Problem to work on: Leaving every picture out, repeat all of the entries below exactly.

§ §

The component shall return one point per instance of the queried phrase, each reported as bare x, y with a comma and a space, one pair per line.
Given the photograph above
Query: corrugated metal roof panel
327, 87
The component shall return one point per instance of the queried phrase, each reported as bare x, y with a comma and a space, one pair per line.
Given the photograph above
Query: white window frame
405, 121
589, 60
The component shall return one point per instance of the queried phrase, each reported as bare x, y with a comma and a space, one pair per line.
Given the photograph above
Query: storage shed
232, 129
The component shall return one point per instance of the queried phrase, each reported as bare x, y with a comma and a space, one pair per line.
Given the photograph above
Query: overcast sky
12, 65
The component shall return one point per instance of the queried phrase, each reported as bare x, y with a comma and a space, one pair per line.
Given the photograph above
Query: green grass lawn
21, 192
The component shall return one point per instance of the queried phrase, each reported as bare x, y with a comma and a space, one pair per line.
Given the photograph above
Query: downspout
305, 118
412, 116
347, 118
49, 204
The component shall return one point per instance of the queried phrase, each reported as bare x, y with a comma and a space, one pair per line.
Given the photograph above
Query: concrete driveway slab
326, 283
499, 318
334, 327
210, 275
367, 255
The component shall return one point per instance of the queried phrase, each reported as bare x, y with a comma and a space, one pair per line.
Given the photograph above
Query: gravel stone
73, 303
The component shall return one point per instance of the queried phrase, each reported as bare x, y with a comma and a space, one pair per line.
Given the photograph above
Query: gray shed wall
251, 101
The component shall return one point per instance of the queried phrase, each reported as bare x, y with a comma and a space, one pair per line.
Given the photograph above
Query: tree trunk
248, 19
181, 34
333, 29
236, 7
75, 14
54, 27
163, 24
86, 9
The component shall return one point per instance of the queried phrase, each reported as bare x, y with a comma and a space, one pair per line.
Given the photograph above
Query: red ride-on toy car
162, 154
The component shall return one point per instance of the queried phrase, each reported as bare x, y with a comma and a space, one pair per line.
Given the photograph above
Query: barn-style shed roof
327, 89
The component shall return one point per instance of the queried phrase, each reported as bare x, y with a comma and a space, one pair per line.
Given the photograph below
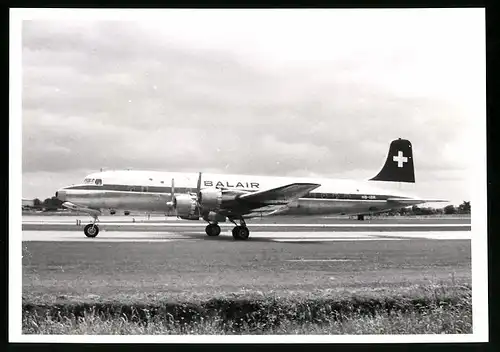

§ §

Worked solution:
The component shall return one point per instance of the queried phrase, each reported as bare x, y with a comma and a space, one pair per line.
Given the photograph above
Query: corrugated metal roof panel
327, 87
The component shall return one point per instance of the queried phrase, each reported as bare x, y with a comma and a space, one pair per line.
Given the photograph above
Query: white window frame
405, 121
589, 60
The component shall return one point per instance of the queried phrase, each reported as bare x, y with a comma and a space, one pair per line.
Given the photograph above
Query: storage shed
232, 129
The component shall return one point per instance of the queried phrase, each reported as bare x, y with a comma and a space, one pair per line.
Given the photograph above
Query: overcast sky
12, 65
The component shall return one point per instance of the queried phrase, each reported as bare x, y with a comma and a space, one pair per line.
Given the photograph above
Query: green grass lawn
21, 192
The component shall return one point per instance of the queried phrase, each reported as bare x, y with a comma and a space, one pair per line.
Given the photograph above
Query: downspout
305, 118
412, 116
347, 118
49, 204
The component shall return one point per instance of the queried phrase, each reported as bare x, y with a comma and a space, one pair per line.
Given the photograph above
Query: concrete driveway slab
326, 283
499, 318
334, 327
210, 275
367, 255
The component shall return one point per instance of the queried phrase, each reported as bare x, y with a comma and a space, one pair per line.
Given the photograph above
Query: gravel stone
73, 303
The component shall return one point per instance of the queried phrase, each reported as bare x, y with a comma and a space, one pair per line.
Given the photograph above
Query: gray shed wall
251, 101
The component shall return one point per instance of the queried phrase, each reported as bare x, y with a comma and a space, one pair per line.
Given the photograph above
Query: tree trunk
248, 19
181, 34
333, 29
236, 7
75, 14
54, 27
163, 24
86, 9
The component shall return one point per instance of the queried phrase, each reported as bare x, y with a comma and a space, one pair per line.
Given the photograph above
Query: red ride-on toy car
162, 154
The component shall return one point per instance of the queried phrase, each reported as bare x, y with a comma and a space, one pair per line.
Given the photograph above
Query: barn-style shed roof
327, 89
The component shall return one point per instance of the queried phrase, each reported as bare x, y with a comma and a space, one pair per line.
Given the photograph below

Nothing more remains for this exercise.